Data to examine:
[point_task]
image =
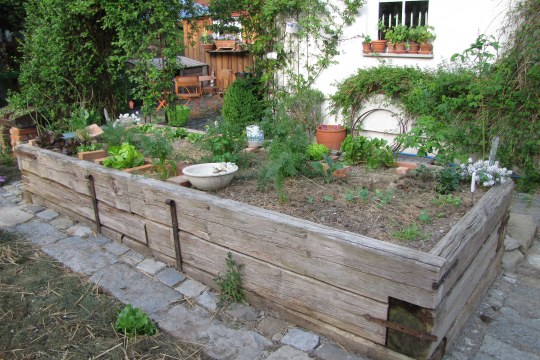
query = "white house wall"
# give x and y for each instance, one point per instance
(457, 24)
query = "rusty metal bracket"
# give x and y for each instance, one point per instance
(92, 188)
(401, 328)
(176, 236)
(437, 285)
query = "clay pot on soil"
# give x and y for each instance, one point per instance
(331, 136)
(378, 46)
(207, 47)
(413, 48)
(426, 48)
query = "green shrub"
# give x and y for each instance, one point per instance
(317, 151)
(224, 142)
(243, 104)
(372, 152)
(133, 321)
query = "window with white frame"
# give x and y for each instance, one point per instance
(407, 12)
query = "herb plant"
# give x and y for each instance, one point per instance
(316, 152)
(230, 283)
(123, 157)
(133, 321)
(331, 166)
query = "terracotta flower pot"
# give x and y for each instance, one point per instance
(426, 48)
(413, 48)
(331, 136)
(378, 46)
(207, 47)
(400, 48)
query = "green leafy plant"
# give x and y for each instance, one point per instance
(133, 321)
(159, 149)
(243, 104)
(224, 142)
(317, 151)
(372, 152)
(409, 233)
(89, 147)
(448, 199)
(448, 179)
(230, 283)
(327, 171)
(123, 157)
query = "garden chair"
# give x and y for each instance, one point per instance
(188, 88)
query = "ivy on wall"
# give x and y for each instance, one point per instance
(460, 109)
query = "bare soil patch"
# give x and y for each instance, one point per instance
(48, 312)
(380, 204)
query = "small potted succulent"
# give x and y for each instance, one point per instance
(206, 41)
(425, 36)
(366, 44)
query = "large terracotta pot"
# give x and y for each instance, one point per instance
(378, 46)
(331, 136)
(400, 48)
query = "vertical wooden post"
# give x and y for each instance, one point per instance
(176, 236)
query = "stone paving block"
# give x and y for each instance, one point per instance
(48, 215)
(511, 259)
(100, 241)
(227, 343)
(522, 228)
(288, 353)
(170, 277)
(191, 288)
(511, 244)
(131, 286)
(80, 255)
(132, 258)
(328, 351)
(115, 247)
(209, 300)
(80, 230)
(151, 266)
(12, 216)
(301, 339)
(243, 312)
(62, 223)
(496, 349)
(186, 324)
(34, 208)
(39, 233)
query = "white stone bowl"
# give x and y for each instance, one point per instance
(204, 176)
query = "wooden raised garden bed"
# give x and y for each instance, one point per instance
(380, 299)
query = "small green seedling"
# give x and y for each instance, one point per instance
(424, 217)
(133, 321)
(231, 282)
(332, 166)
(410, 233)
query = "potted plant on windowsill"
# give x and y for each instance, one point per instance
(366, 44)
(206, 42)
(225, 42)
(425, 36)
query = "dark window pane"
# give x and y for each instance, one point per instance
(416, 13)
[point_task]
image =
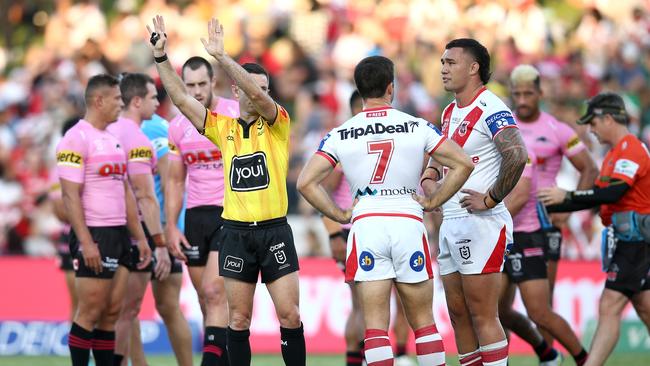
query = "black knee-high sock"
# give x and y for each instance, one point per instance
(239, 347)
(214, 347)
(103, 347)
(293, 346)
(80, 343)
(545, 352)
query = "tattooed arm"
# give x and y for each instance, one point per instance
(513, 160)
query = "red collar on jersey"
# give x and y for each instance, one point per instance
(377, 109)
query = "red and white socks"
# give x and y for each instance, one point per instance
(429, 347)
(377, 348)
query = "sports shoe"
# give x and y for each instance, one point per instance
(404, 360)
(557, 361)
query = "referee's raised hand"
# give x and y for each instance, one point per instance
(157, 36)
(214, 44)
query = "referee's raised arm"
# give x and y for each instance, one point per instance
(190, 107)
(262, 101)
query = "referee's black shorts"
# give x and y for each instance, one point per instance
(250, 248)
(526, 261)
(202, 226)
(114, 250)
(553, 244)
(629, 270)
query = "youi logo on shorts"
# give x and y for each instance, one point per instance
(366, 261)
(249, 172)
(233, 264)
(417, 261)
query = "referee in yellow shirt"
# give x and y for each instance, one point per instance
(255, 237)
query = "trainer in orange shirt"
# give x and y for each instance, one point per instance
(623, 192)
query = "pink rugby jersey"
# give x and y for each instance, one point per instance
(205, 186)
(526, 220)
(95, 159)
(474, 127)
(138, 149)
(550, 140)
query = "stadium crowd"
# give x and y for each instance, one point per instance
(310, 49)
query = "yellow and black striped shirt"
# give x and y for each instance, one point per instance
(256, 160)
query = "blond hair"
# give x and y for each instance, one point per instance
(524, 74)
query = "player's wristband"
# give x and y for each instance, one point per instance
(423, 179)
(437, 171)
(485, 202)
(492, 197)
(158, 240)
(160, 59)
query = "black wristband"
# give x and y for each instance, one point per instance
(160, 59)
(492, 197)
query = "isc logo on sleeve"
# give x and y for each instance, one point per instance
(249, 172)
(69, 158)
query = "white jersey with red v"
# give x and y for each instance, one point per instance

Exercise directions:
In your answer, give every line of the listing above exactly, and do not include the images.

Answer to this problem:
[point_task]
image =
query = "white house wall"
# give x and y for each instance, one point per instance
(457, 24)
query = "rusty metal bracket"
# give x and y for each instance, one point per instance
(92, 188)
(401, 328)
(176, 236)
(437, 285)
query = "clay pot on soil"
# give x and y for each instance, one point per instance
(331, 136)
(378, 46)
(207, 47)
(413, 48)
(426, 48)
query = "green shrub"
# give x and y for each instance, one point per instance
(317, 151)
(224, 142)
(243, 104)
(372, 152)
(133, 321)
query = "window with white frame"
# give x and y for each instance, one point per instance
(407, 12)
query = "herb plant"
# give x and y for each instance, one point per instance
(316, 152)
(230, 283)
(123, 157)
(133, 321)
(331, 166)
query = "terracotta flower pot"
# give x and y for each instance, one point per instance
(426, 48)
(413, 48)
(331, 136)
(378, 46)
(207, 47)
(400, 48)
query = "green leafy plant"
# give x and y for each instance, one point per instance
(133, 321)
(159, 149)
(243, 104)
(224, 142)
(317, 151)
(372, 152)
(409, 233)
(89, 147)
(448, 199)
(448, 179)
(230, 283)
(327, 171)
(123, 157)
query = "garden chair"
# give x and y for each instance, one point per instance
(188, 88)
query = "ivy on wall"
# give x and y for each instance, one point per instance
(460, 109)
query = "bare soil patch"
# give x and y for each instance, one point per instance
(48, 312)
(380, 204)
query = "small potted succulent"
# give x and y for each instance, one point per instance
(206, 41)
(425, 36)
(366, 44)
query = "large terracotta pot"
# give x and y for each instance, one point per instance
(378, 46)
(331, 136)
(400, 48)
query = "vertical wooden post"
# give x and y for each instance, one point per instance
(176, 236)
query = "stone paving block"
# give x and y for each instance, one point per instance
(48, 215)
(511, 259)
(100, 241)
(227, 343)
(522, 228)
(288, 353)
(170, 277)
(191, 288)
(511, 244)
(131, 286)
(80, 255)
(132, 258)
(328, 351)
(115, 247)
(209, 300)
(80, 230)
(151, 266)
(12, 216)
(301, 339)
(243, 312)
(62, 223)
(496, 349)
(186, 324)
(34, 208)
(39, 233)
query = "white stone bowl"
# give x and y for each instance, one point per instance
(204, 176)
query = "wooden raised garden bed"
# give x and y for each instance, one point per instance
(380, 299)
query = "small green seedling"
# give x and y for each instance, one point per instance
(424, 217)
(133, 321)
(231, 282)
(332, 166)
(410, 233)
query = "potted plant on windowsill"
# give x and y for each instance, one point per instance
(366, 44)
(206, 42)
(225, 42)
(425, 36)
query = "dark window pane"
# give x and y for each instance, one point per instance
(416, 13)
[point_task]
image =
query = "black knee-high sock"
# give x and y for each instance, one point per instance
(239, 347)
(214, 347)
(103, 347)
(293, 346)
(80, 343)
(545, 352)
query = "tattooed arm"
# give x and y for each instance, one point per instance
(513, 160)
query = "red collar on jersey"
# give x and y for each instance, one point per instance
(377, 109)
query = "red and white socks"
# give x and y for each instance, one point per instance
(429, 347)
(377, 348)
query = "sports shoe"
# give x and y for each instance, one point per instance
(404, 360)
(557, 361)
query = "referee's raised hand"
# give x and y for each instance, one point per instance
(157, 36)
(214, 44)
query = "referee's raised arm"
# give x and y for each instance, one point per instance
(190, 107)
(262, 101)
query = "referee's black shorts"
# give x and y for each instance, one point per instance
(250, 248)
(526, 261)
(202, 226)
(114, 250)
(553, 244)
(629, 270)
query = "youi logo on shorts"
# give x and y for each instance, one point per instance
(366, 261)
(249, 172)
(233, 264)
(417, 261)
query = "referee in yellow shirt"
# give x and y for each instance, one point per instance
(255, 237)
query = "trainer in orange shirt"
# give x and y for each instance, one point per instance
(623, 192)
query = "pink rugby jersey"
# give x and y for each instance, one point per instance
(205, 186)
(526, 220)
(95, 159)
(474, 127)
(138, 149)
(550, 140)
query = "stadium crowd"
# give x and y for each instance, one point per instance
(310, 49)
query = "yellow and black striped shirt"
# give x and y for each instance, one point per instance
(256, 160)
query = "blond hair"
# give x and y for each instance, one point per instance
(524, 74)
query = "player's wristband"
# give x and y for each instance, one point per instance
(423, 179)
(437, 171)
(485, 202)
(492, 197)
(158, 240)
(160, 59)
query = "black wristband"
# give x and y for each instance, one point per instance
(160, 59)
(492, 197)
query = "isc logo on sleeve"
# give x and y for each instance, one point per instance
(249, 172)
(69, 158)
query = "white jersey with red v"
# give x and y for each instance, one point per instance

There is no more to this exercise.